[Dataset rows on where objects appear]
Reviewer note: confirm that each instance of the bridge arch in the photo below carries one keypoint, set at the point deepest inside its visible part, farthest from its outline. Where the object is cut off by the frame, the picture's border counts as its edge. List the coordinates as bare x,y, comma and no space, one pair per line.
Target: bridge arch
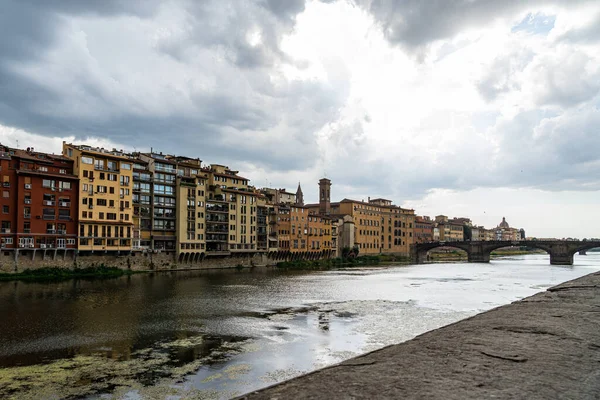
561,252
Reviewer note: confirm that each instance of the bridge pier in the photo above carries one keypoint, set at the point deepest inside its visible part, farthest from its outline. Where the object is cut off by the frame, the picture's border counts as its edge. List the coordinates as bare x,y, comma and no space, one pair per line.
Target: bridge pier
561,259
479,257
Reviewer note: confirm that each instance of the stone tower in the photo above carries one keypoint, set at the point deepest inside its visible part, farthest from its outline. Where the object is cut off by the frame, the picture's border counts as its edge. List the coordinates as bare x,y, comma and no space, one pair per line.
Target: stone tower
299,196
324,196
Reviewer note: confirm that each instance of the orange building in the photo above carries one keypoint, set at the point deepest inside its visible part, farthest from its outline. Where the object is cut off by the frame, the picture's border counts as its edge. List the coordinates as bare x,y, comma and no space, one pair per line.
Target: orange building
379,226
423,231
39,201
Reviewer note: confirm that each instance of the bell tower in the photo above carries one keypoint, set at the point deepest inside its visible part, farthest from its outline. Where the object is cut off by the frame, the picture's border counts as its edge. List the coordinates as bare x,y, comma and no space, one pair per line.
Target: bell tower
299,196
325,196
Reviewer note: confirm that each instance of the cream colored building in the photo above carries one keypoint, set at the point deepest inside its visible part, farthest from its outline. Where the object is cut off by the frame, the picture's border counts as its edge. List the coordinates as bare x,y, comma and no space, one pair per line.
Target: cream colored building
105,197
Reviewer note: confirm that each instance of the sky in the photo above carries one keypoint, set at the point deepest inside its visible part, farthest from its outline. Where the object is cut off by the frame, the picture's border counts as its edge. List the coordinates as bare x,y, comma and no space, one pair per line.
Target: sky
476,108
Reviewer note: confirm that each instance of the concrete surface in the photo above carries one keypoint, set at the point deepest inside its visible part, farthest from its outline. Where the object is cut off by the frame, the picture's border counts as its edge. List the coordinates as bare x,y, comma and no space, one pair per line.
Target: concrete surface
546,346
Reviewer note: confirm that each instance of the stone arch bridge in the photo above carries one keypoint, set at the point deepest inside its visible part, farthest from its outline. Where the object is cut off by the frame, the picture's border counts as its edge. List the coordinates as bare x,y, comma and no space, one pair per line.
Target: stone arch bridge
561,251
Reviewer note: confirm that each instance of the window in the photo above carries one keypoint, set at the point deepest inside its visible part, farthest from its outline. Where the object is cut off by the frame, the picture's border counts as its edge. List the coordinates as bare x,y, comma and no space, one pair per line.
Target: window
48,213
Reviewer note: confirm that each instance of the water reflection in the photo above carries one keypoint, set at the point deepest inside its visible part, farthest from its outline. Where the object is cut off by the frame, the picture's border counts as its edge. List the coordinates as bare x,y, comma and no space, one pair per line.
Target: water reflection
226,333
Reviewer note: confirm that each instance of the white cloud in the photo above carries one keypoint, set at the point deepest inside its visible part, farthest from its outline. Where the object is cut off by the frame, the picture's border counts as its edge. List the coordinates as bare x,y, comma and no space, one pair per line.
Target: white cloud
382,102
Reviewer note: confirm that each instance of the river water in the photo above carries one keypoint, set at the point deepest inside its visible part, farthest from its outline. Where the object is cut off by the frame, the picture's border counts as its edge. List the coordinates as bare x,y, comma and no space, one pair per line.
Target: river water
200,335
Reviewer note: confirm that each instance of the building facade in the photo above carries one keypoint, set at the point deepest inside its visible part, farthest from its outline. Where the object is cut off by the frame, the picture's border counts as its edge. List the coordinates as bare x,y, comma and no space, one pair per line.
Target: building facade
39,200
105,217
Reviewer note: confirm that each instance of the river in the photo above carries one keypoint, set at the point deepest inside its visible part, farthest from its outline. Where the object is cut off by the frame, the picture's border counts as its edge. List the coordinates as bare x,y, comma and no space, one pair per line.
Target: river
182,335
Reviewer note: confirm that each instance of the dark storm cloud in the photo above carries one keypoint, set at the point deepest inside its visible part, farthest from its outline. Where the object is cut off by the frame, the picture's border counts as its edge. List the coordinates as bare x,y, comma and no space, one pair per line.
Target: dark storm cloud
244,117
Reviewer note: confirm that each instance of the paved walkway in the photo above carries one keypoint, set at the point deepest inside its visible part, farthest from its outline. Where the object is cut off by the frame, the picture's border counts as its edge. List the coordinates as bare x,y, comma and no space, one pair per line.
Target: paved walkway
546,346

WRITTEN TASK: Nothing in the entries should change as you copy them, except that the pictures are left out.

SOLUTION FOR THIS TASK:
Reviewer note: confirm that each instance of the bridge arch in the photo below carries one keypoint, set at the point deepest inside its visible part, farthest from its outline. Where the object is cut off by the frame, the picture's border counts as its edge. List the coordinates as bare x,y, comma and no space, one pair per line.
Target: bridge arch
561,252
Reviewer note: confirm that each instance of the bridge pier in the photo above carries one keypoint, set at the point deepest inside its visible part, farthest from its outline. Where the object is cut off by the frame, the picture's border counts as its edge. List the coordinates as bare x,y, comma and no space, one pair per line.
Target: bridge pier
561,259
479,257
Reviewer note: confirm that each instance of the stone tower in the photo above carries one keypoint, set at the point deepest inside its visible part, farthest from its outline. Where the object is cut off by the frame, the picture's border counts as its edge. List the coordinates as bare x,y, comma and no space, one pair per line.
Target: stone tower
299,196
324,196
Reviewer note: confirm that each instance of the orange building in the photo above carries one keypoint, set at the point deepest inside its visible part, farthest from its outline. Where the object is cut off by the frame, the picture's border counts as its edge. List the coordinates as bare x,y, comma and no space, one pair per line.
Target: orange building
379,226
423,231
39,201
Reviewer note: confirm that each instance of the bell tower in the photo above carries one keypoint, set at the point deepest inside its visible part, farthest from its outline. Where the object is cut off by the frame, the picture's border counts as its edge. List the coordinates as bare x,y, comma and no space, one pair per line.
Target: bell tower
299,196
325,196
Reviewer note: confirm that each instance of the cream colored building in the photo above carries one keypoint, set at the point deepest inside its visible part, farthest from its outline. Where the object is cut off by the frame, the picture's border counts as its edge. List the coordinates as bare x,y, comma and no space, one pair per line.
Target: cream colored building
105,197
Reviewer note: confirm that each instance of the sky in the photo above carries one keypoint, set at the point deepest inside its visible part, farthest from its outline. Where the object is cut off by the frame, the picture's border counts as its edge. List the coordinates as bare x,y, comma and no space, one pair per line.
Target: sky
476,108
Reviewer note: confirm that each instance of the concrete surface in the photo above carries one keypoint, set at the point deepest inside its visible part, farthest from its outline. Where the object is cut off by the frame, the picture's border counts as its edge. List the coordinates as bare x,y, comma and no space, one pair per line.
Target: concrete surface
546,346
Reviewer note: confirm that each instance of the stone arch bridge in the photo above carries one keypoint, set at the point deepest inside its visible part, farthest from its outline. Where the object is cut off by the frame, the picture's border counts as its edge. List the coordinates as bare x,y, comma and no space, one pair per line.
Target: stone arch bridge
561,251
Reviewer note: confirm that each instance of the window in the photo above carries one keypoint, set at the point deepest inside its visible part, farthest from its outline. Where the object is cut off by the frame, the picture's border counts as its edge. List the coordinates as bare x,y, comma and no space, one pair per line.
Target: window
48,213
Reviewer note: confirm that each instance of the water reflection in the photo above carries one keypoint, set at the point deepest inside its visible part, farthest from its outline. Where the object is cut off by the frame, the picture's border counts as its edge. List the coordinates as bare x,y, comma and no space, one pair per line.
Target: water reflection
226,333
Reviewer note: confirm that each instance of the white cloud in the photo above carries one keypoint, set at the point deepest inside its visible part, farthest from its outline. Where the object is cut off by the frame, the picture's border counts as its edge. List the coordinates as bare x,y, comma and no space, one pair per line.
Target: white cloud
382,102
Reviewer note: confirm that each instance of the river water in the photo above carries one keypoint, set at the point deepest inside its visible part, farthest from its outline. Where the object is cut off by the frame, the picture's border counts as its edge. List the coordinates as bare x,y, comma and no space, one pair per line.
Target: river water
200,335
Reviewer note: confirm that each instance of the building facade in the photo above carries one keypoint, set at the point deepest inside its visible part, farthest from its outline. Where the object is cut off by the frame, the picture's border counts as its edge. List the coordinates as bare x,y, comma and no space, one pair per line.
Target: building facade
39,200
105,217
Reviewer note: confirm that each instance of the river in the photo above carries one keypoint, set at the point deepest inside its visible part, farthest from its outline. Where the object is cut off by the frame, the picture's border counts as its edge. List the coordinates as bare x,y, comma and no space, one pair per line.
Target: river
182,335
Reviewer note: confirm that each instance of the dark storm cloud in the photo above carries one keypoint, set at the point deepest inside its visible part, farthest from its outline. Where the object is cut off by the frame, the picture's border counts as its edge. List the coordinates as bare x,y, comma and no space, one pair per line.
Target: dark storm cloud
244,117
Reviewer note: confirm that each instance of the paved walkway in the photo above carries one keypoint, set at the point deepest inside its visible part, farthest from its outline. Where the object is cut off by the frame, the picture's border counts as its edge. List the coordinates as bare x,y, comma and no space, one pair per line.
Target: paved walkway
546,346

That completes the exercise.